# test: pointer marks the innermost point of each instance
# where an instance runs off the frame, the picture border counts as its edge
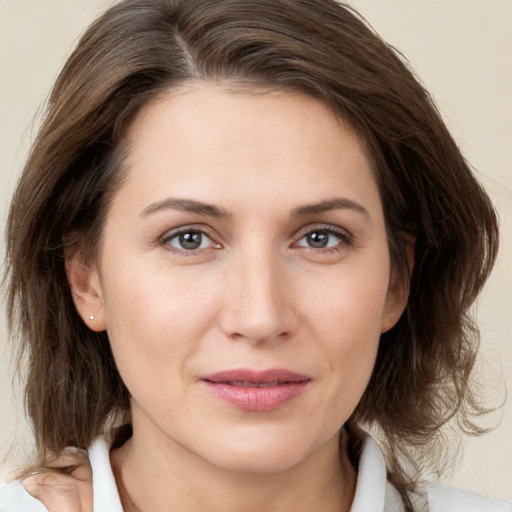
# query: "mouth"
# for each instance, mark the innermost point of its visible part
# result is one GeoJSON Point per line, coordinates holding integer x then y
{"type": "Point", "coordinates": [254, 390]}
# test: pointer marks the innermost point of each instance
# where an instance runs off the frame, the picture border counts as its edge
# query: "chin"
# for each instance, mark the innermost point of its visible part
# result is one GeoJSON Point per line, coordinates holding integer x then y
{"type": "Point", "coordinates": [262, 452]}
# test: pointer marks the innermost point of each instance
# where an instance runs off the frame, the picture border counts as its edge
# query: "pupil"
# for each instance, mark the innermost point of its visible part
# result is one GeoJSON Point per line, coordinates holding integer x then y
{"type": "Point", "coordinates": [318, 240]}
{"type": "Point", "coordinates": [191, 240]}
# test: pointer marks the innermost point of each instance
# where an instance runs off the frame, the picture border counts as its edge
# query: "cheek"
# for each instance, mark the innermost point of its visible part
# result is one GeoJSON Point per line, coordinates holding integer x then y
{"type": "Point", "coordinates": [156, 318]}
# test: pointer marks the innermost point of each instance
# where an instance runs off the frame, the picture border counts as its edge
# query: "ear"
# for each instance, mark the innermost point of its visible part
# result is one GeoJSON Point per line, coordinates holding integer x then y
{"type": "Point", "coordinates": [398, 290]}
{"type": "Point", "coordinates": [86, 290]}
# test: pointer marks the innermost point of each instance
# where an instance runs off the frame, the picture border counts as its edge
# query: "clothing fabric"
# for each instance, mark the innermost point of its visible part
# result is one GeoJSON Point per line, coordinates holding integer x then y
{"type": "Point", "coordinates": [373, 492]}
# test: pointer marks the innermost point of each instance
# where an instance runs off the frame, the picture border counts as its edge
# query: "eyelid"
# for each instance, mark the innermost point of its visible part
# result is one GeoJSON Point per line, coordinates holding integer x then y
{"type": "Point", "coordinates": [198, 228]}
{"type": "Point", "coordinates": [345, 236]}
####
Collect every line from the items above that contains the word "query", and treat uppercase and lowercase as different.

## Output of the task
# query: "mouth"
# query: "chin"
# query: "pupil"
# query: "cheek"
# query: "ear"
# query: "clothing fabric"
# query: "eyelid"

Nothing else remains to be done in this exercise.